Collected data entries
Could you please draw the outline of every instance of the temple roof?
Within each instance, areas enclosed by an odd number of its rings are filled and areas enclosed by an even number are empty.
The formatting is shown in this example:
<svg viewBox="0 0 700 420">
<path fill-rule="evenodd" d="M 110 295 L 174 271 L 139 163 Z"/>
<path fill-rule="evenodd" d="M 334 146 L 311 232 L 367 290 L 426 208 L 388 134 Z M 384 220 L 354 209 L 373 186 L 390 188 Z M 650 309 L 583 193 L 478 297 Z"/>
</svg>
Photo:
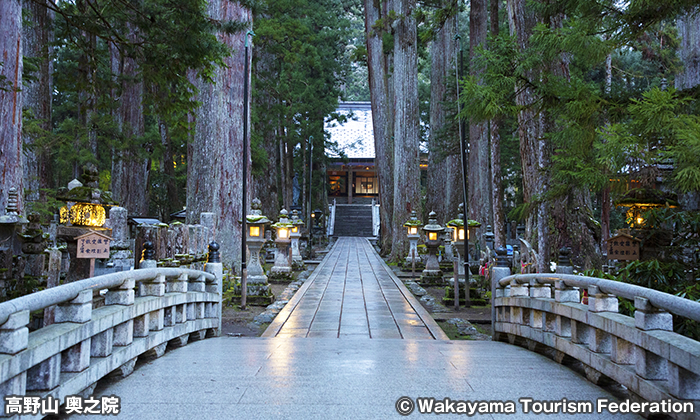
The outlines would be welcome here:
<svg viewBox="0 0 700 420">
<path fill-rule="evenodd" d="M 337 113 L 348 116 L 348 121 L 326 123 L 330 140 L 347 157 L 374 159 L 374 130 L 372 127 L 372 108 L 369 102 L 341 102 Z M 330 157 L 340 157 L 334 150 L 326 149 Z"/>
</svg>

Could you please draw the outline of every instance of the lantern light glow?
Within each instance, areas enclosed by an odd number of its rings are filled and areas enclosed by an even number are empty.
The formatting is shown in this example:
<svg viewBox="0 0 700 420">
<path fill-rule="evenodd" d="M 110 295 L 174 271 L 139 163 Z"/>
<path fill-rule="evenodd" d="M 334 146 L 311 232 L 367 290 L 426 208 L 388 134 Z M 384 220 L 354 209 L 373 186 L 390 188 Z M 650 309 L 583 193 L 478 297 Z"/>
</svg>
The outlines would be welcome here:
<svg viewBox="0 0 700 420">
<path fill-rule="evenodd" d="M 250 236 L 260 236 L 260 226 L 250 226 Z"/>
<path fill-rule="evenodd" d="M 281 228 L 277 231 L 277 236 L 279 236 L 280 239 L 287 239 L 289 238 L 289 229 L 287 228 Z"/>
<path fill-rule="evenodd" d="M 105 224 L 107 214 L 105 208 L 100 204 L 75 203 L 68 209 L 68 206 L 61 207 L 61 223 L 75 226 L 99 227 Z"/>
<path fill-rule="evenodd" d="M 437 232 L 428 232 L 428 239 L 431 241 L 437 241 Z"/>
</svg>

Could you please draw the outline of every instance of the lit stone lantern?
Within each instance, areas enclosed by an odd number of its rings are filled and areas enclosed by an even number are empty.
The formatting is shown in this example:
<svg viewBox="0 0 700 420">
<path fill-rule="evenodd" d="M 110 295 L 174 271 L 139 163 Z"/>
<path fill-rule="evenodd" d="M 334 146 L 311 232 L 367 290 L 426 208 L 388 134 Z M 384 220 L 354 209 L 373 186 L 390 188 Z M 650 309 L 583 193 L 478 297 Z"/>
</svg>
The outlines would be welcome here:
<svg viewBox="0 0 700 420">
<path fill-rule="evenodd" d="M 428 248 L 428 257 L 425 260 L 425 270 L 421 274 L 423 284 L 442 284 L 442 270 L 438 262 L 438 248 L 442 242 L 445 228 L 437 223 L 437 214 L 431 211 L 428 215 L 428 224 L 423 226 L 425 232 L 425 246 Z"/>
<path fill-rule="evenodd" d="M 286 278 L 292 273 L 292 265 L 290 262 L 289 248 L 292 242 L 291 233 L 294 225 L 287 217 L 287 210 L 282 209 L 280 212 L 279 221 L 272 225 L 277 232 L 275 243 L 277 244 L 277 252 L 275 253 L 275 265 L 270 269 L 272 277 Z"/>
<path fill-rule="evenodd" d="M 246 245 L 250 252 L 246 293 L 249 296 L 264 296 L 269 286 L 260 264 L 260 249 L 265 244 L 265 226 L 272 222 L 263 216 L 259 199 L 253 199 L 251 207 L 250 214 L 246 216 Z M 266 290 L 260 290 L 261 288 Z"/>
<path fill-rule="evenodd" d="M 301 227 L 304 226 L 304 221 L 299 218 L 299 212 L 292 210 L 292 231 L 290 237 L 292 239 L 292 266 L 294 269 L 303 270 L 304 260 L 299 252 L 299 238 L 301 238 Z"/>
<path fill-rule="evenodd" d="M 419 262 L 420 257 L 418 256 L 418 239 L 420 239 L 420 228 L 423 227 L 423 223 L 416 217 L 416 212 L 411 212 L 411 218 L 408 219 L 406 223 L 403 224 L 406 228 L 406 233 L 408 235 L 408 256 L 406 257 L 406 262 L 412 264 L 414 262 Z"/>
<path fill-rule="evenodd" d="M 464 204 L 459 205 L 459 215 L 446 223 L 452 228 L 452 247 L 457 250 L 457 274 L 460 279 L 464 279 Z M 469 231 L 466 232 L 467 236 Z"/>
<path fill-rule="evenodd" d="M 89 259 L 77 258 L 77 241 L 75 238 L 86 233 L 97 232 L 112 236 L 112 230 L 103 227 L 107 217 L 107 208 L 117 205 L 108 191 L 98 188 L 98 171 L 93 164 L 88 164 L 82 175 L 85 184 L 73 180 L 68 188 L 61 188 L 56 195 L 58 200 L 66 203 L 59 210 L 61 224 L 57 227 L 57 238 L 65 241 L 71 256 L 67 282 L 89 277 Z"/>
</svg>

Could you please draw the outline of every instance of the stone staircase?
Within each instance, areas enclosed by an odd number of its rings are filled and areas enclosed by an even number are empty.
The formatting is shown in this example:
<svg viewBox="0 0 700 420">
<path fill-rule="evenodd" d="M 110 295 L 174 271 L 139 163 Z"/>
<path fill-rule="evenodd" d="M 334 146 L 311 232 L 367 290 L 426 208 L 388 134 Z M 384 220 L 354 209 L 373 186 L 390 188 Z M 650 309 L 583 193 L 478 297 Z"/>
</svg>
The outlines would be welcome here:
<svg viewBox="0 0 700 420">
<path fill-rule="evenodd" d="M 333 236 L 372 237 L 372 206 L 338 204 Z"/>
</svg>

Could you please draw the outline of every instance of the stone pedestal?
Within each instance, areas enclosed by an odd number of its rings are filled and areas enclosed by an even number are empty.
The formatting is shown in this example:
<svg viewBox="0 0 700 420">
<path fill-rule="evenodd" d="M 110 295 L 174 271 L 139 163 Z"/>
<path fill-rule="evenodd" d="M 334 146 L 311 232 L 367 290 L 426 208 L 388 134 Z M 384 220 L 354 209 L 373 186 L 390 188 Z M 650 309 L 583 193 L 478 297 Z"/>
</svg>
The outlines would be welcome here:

### Your assignment
Exclude the pictures and give back the rest of the data above exactly as written.

### The answer
Could you please draw the outline of every instance of the temple roof?
Within each instance, areas enclosed by an odd number of its rings are filled and areas enclosed by an even number are empty.
The formatting is shown in this example:
<svg viewBox="0 0 700 420">
<path fill-rule="evenodd" d="M 110 295 L 174 271 L 139 163 Z"/>
<path fill-rule="evenodd" d="M 334 146 L 311 232 L 367 290 L 426 208 L 388 134 Z M 384 220 L 354 209 L 373 186 L 390 188 Z M 650 309 L 583 193 L 478 297 Z"/>
</svg>
Photo:
The outlines would be welcome here:
<svg viewBox="0 0 700 420">
<path fill-rule="evenodd" d="M 337 113 L 348 116 L 348 121 L 326 123 L 330 140 L 347 157 L 374 159 L 374 130 L 372 127 L 372 108 L 369 102 L 341 102 Z M 330 157 L 340 157 L 334 150 L 326 149 Z"/>
</svg>

Could you please draw the outline of every instance of the lantern light glow?
Within each instance, areas enclosed by an odd number of its rings are filled and areas enclosed by an even number are empty.
The formatting is shown in this example:
<svg viewBox="0 0 700 420">
<path fill-rule="evenodd" d="M 110 295 L 174 271 L 139 163 Z"/>
<path fill-rule="evenodd" d="M 334 146 L 311 232 L 367 290 L 426 208 L 388 134 Z M 384 220 L 354 209 L 373 186 L 390 188 Z M 650 309 L 583 193 L 478 297 Z"/>
</svg>
The outlines would be welcome here:
<svg viewBox="0 0 700 420">
<path fill-rule="evenodd" d="M 250 236 L 260 236 L 260 226 L 250 226 Z"/>
<path fill-rule="evenodd" d="M 281 228 L 277 231 L 277 236 L 279 236 L 280 239 L 287 239 L 289 238 L 289 229 L 287 228 Z"/>
<path fill-rule="evenodd" d="M 105 224 L 107 214 L 105 208 L 100 204 L 75 203 L 68 209 L 68 206 L 61 207 L 61 223 L 75 226 L 99 227 Z"/>
<path fill-rule="evenodd" d="M 437 232 L 428 232 L 428 239 L 431 241 L 437 241 Z"/>
</svg>

Could you please draw the outline of every instance of the lit stone lantern?
Within each instance, areas enclosed by an odd number of its rings are filled and areas enclosed by an even number are empty.
The formatting is shown in this example:
<svg viewBox="0 0 700 420">
<path fill-rule="evenodd" d="M 110 295 L 174 271 L 139 163 Z"/>
<path fill-rule="evenodd" d="M 334 146 L 311 232 L 367 290 L 426 208 L 388 134 Z M 384 220 L 354 209 L 373 186 L 390 188 Z M 650 309 L 583 193 L 478 297 Z"/>
</svg>
The outlines would be welcome here:
<svg viewBox="0 0 700 420">
<path fill-rule="evenodd" d="M 428 248 L 428 257 L 425 260 L 425 270 L 421 274 L 423 284 L 442 284 L 442 270 L 438 262 L 438 248 L 442 242 L 445 228 L 437 223 L 437 214 L 431 211 L 428 215 L 428 224 L 423 226 L 425 232 L 425 246 Z"/>
<path fill-rule="evenodd" d="M 286 278 L 292 273 L 292 265 L 290 262 L 289 248 L 292 242 L 291 233 L 294 225 L 287 217 L 287 210 L 282 209 L 280 212 L 279 221 L 272 225 L 277 232 L 275 243 L 277 244 L 277 252 L 275 253 L 275 265 L 270 269 L 272 277 Z"/>
<path fill-rule="evenodd" d="M 246 245 L 250 252 L 246 293 L 249 296 L 264 296 L 269 286 L 260 264 L 260 249 L 265 244 L 265 226 L 272 222 L 263 216 L 259 199 L 253 199 L 251 207 L 250 214 L 246 216 Z M 266 290 L 260 290 L 261 288 Z"/>
<path fill-rule="evenodd" d="M 301 227 L 304 226 L 304 221 L 299 218 L 299 212 L 292 210 L 292 231 L 290 237 L 292 239 L 292 266 L 294 269 L 303 270 L 304 260 L 299 252 L 299 238 L 301 238 Z"/>
<path fill-rule="evenodd" d="M 419 262 L 420 257 L 418 256 L 418 239 L 420 239 L 420 228 L 423 227 L 423 223 L 416 217 L 416 212 L 411 212 L 411 218 L 408 219 L 406 223 L 403 224 L 406 228 L 406 233 L 408 235 L 408 256 L 406 257 L 406 262 L 412 264 L 414 262 Z"/>
<path fill-rule="evenodd" d="M 464 204 L 459 205 L 459 215 L 446 223 L 452 228 L 452 247 L 457 250 L 457 274 L 460 279 L 464 279 Z M 469 231 L 466 232 L 467 236 Z"/>
<path fill-rule="evenodd" d="M 89 259 L 77 258 L 77 241 L 75 238 L 86 233 L 97 232 L 112 236 L 112 230 L 103 227 L 107 217 L 107 208 L 117 205 L 108 191 L 98 188 L 98 171 L 93 164 L 88 164 L 82 175 L 85 184 L 73 180 L 68 188 L 61 188 L 56 195 L 58 200 L 66 203 L 59 210 L 61 224 L 57 227 L 57 238 L 65 241 L 71 256 L 67 282 L 89 277 Z"/>
</svg>

Could you please draw the outline of every instance of the stone staircase?
Within each instance, areas enclosed by an odd number of its rings are filled and areas enclosed by an even number are empty.
The formatting is shown in this example:
<svg viewBox="0 0 700 420">
<path fill-rule="evenodd" d="M 110 295 L 174 271 L 139 163 Z"/>
<path fill-rule="evenodd" d="M 334 146 L 311 232 L 367 290 L 426 208 L 388 134 Z M 384 220 L 354 209 L 373 186 L 390 188 Z M 650 309 L 583 193 L 478 297 Z"/>
</svg>
The outlines would be welcome here:
<svg viewBox="0 0 700 420">
<path fill-rule="evenodd" d="M 333 236 L 372 237 L 372 206 L 338 204 Z"/>
</svg>

Could you please draw the outline of every instance of the stone pedestal?
Within each instance, areas enclosed by an odd number of its rings are filled and areas enclosed by an even number are empty.
The formatting is shown in this example:
<svg viewBox="0 0 700 420">
<path fill-rule="evenodd" d="M 110 295 L 174 271 L 139 163 Z"/>
<path fill-rule="evenodd" d="M 334 146 L 311 232 L 367 290 L 426 208 L 388 134 Z M 384 220 L 354 209 L 373 186 L 390 188 Z M 650 309 L 583 193 L 478 297 Z"/>
</svg>
The outlines would be welcome here:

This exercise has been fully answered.